What is being asked:
Your output should be every line below, copied exactly.

Data:
►

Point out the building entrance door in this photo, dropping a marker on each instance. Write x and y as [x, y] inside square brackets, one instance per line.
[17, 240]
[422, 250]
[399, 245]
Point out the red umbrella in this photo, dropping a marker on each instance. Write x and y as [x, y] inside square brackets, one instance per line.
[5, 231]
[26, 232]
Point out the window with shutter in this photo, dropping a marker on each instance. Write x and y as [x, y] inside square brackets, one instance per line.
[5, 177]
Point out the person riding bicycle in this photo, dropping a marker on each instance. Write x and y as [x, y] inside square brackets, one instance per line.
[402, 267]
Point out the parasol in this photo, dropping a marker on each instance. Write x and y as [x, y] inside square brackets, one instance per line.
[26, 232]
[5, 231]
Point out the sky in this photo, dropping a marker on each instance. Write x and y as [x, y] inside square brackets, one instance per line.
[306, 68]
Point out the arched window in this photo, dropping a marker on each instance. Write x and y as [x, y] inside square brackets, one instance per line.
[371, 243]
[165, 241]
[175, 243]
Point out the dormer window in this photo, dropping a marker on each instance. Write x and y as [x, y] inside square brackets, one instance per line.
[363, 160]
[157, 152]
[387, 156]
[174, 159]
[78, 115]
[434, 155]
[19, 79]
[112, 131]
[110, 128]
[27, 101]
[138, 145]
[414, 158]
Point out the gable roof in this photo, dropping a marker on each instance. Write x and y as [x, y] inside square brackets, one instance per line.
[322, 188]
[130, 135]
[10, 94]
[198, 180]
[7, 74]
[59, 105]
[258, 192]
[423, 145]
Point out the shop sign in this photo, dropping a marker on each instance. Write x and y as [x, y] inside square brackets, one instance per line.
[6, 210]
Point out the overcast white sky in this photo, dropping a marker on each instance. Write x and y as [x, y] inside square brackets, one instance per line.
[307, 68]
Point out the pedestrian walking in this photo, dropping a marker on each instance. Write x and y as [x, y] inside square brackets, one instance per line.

◄

Problem solution:
Point out the building entrance door in this photo, dropping a marker on each instance. Write x and y as [x, y] inside square brackets, one instance per line.
[17, 240]
[422, 250]
[399, 245]
Point out the red umbrella in this photo, dropping a marker on each instance. Write x and y as [x, y] inside square brackets, one instance per line.
[5, 231]
[26, 232]
Point out the window with shutter in this photo, dropping a marker on each instance. Write x and y as [x, y] inside square brackets, one instance per line.
[5, 177]
Point out the person riding bicycle in this photo, dropping a marker on each instance. Write x and y as [x, y] inside square brackets, one instance per line.
[402, 267]
Point out the parasol in this photo, dropping a marker on each instance. Write x and y as [x, y] inside square brackets, one instance per line.
[26, 232]
[5, 231]
Point out the sky in this photo, dropping a marker on each instance. Write x and y as [x, y] inside square brackets, one instance per line.
[306, 68]
Point out the arched window in this photo, dropping a marker on each instance. Write x and y as [x, y] inside square brackets, one instance per line.
[371, 243]
[165, 241]
[175, 243]
Point out the dormer window in this photo, dropping a marker on each instance. Write x and y as [x, y] inside square brackets, one instance per line.
[363, 160]
[157, 152]
[387, 156]
[174, 159]
[78, 115]
[434, 155]
[19, 79]
[112, 131]
[110, 128]
[27, 101]
[138, 145]
[414, 158]
Point out the gable roof in this photo, dropping a marker on each instance. Write x and y as [x, y] inside square brackets, one instance per line.
[322, 188]
[130, 135]
[10, 94]
[198, 180]
[7, 74]
[59, 105]
[258, 192]
[423, 145]
Point out the shop sign in this photo, dropping a marker on each instance. Write x and y as [x, y] inside square brackets, one instance per line.
[6, 210]
Point out the overcast white sky in this photo, dropping a marker on each instance. Write x and y as [x, y] inside square brackets, one instance per line.
[307, 68]
Point out the pedestrian walking in this photo, dropping a marker on each instance. Write x and y as [x, y] inside square brackets, one instance per line.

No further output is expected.